TASK BRIEF >> Convert the rows below into a numbered list, omitting any blank lines.

═══ TASK INPUTS

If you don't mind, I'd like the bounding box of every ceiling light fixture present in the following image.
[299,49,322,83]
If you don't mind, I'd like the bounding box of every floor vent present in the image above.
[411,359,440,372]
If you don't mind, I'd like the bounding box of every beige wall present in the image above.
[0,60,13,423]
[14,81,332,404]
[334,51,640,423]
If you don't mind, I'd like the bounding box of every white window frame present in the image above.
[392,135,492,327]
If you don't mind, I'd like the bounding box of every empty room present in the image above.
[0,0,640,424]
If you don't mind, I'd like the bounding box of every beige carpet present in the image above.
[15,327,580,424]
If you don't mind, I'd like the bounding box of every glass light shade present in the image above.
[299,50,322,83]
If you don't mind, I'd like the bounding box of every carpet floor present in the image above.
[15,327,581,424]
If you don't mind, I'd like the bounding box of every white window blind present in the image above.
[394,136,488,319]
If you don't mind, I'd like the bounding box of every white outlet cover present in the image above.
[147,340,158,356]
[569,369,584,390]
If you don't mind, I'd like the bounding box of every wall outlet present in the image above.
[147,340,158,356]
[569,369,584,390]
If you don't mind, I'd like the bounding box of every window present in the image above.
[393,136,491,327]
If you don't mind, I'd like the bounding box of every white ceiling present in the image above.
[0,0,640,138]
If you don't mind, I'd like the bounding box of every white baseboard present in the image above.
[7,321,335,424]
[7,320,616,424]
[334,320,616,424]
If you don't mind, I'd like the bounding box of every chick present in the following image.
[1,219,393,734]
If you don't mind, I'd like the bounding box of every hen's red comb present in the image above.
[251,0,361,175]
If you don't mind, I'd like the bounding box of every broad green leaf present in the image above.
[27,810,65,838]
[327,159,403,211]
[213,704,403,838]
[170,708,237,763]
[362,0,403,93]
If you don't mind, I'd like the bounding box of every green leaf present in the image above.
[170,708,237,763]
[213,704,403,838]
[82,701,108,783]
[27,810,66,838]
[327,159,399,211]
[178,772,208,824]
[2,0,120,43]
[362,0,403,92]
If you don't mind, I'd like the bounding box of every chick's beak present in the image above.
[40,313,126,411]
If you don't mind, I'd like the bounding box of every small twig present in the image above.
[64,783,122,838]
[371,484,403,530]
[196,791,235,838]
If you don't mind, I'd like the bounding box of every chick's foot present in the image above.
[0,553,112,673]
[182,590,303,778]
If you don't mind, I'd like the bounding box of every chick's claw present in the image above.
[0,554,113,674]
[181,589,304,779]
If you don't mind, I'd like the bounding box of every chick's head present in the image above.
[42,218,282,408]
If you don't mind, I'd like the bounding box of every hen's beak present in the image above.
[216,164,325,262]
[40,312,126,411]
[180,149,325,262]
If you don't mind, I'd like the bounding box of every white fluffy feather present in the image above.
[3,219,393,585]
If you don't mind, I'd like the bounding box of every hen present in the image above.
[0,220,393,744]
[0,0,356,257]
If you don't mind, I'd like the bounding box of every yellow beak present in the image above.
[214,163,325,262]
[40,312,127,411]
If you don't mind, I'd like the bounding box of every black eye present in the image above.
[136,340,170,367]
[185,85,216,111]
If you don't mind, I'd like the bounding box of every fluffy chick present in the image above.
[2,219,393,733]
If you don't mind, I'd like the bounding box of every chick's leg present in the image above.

══════

CORRECT OUTPUT >>
1. If you don't mind, I'd like the bounding box of every ceiling light fixture present in the following image.
2. [299,49,322,83]
3. If you don't mind, I'd like the bounding box of every floor vent present in the image above.
4. [411,359,440,372]
5. If you don't mind, I'd like the bounding box of every beige wall present in the image above.
6. [0,60,13,423]
7. [14,81,332,404]
8. [334,51,640,423]
9. If you don't mind, I'd like the bounding box of every white window frame present in the image above.
10. [392,135,492,327]
11. If you don't mind, I'd like the bounding box of every empty room present in the image above.
12. [0,0,640,424]
13. If you don't mind, I'd like the bounding box of every beige carpet present in the image above.
14. [15,327,580,424]
15. If you don't mind, I'd like the bounding box of every glass light shade present in the image above.
16. [299,50,322,83]
17. If you don't mind, I'd like the bounding box of every carpet floor present in the image above.
18. [15,327,581,424]
19. If you don't mind, I'd like the bounding box of every white window blind present in the image above.
20. [394,136,488,319]
21. If you don't mind, I'd like the bounding box of every white outlet cover present in the image above.
22. [147,340,158,356]
23. [569,369,584,390]
24. If you don't mind, I'd like the bounding box of every wall outlet present in the image above.
25. [147,340,158,356]
26. [569,369,584,390]
27. If you don't mind, I'd like the bounding box of every window present in the image above.
28. [393,136,491,327]
29. If you don't mind, I'd like the bounding box of every white ceiling present in the image above.
30. [0,0,640,138]
31. If you don't mind, I'd like the bounding box of every white baseboard present in the image above.
32. [7,321,335,424]
33. [7,320,616,424]
34. [334,320,616,424]
35. If you don't mind, I'd like the bounding box of every chick present in the following image.
36. [1,219,393,734]
37. If you don't mind, I'd like the bounding box of every hen's red comb present in the image above.
38. [251,0,361,175]
39. If you don't mind, I'd like the bounding box of every broad green leaf present in the image above.
40. [27,810,65,838]
41. [327,159,403,211]
42. [213,704,403,838]
43. [170,708,237,763]
44. [362,0,403,93]
45. If you don't mind, I'd like the bounding box of every green leaf present in the image above.
46. [170,708,237,763]
47. [213,704,403,838]
48. [82,701,108,783]
49. [27,810,66,838]
50. [327,159,399,211]
51. [178,772,208,824]
52. [2,0,120,43]
53. [362,0,403,92]
54. If you don't mind, I'd like the bounding box of every chick's beak present in the image above.
55. [40,313,126,411]
56. If you don't mind, I'd like the bounding box of every small twig present in the image above.
57. [64,783,122,838]
58. [371,484,403,530]
59. [196,791,235,838]
60. If you don't mind, I'd like the bounding box of every chick's foot present in the image above.
61. [0,553,112,673]
62. [182,590,303,778]
63. If you don't mind, I'd like the bounding box of every chick's claw present in the image above.
64. [0,554,113,674]
65. [181,589,304,779]
66. If you don't mind, I'd like the bounding box of every chick's head present in the image above.
67. [42,218,282,408]
68. If you don't mind, I'd like the bounding box of every hen's beak present in the image above.
69. [216,164,325,262]
70. [40,312,126,411]
71. [180,149,325,262]
72. If you don't mind, I'd like the bounding box of every white fluffy feather present in the image above.
73. [3,219,393,585]
74. If you don't mind, I'd like the bounding box of every hen present in the image above.
75. [0,220,393,744]
76. [0,0,356,257]
77. If you don't mind, I'd like the bounding box of every yellow beak present in the image above.
78. [214,163,325,262]
79. [40,312,127,411]
80. If you don't mind, I'd like the bounding box of every black eye present in the image above.
81. [136,340,170,367]
82. [185,85,216,111]
83. If you don't mind, I'd like the bounding box of every fluffy chick present in the image above.
84. [2,219,393,733]
85. If you don't mind, I'd like the bounding box of every chick's leg present in the image above.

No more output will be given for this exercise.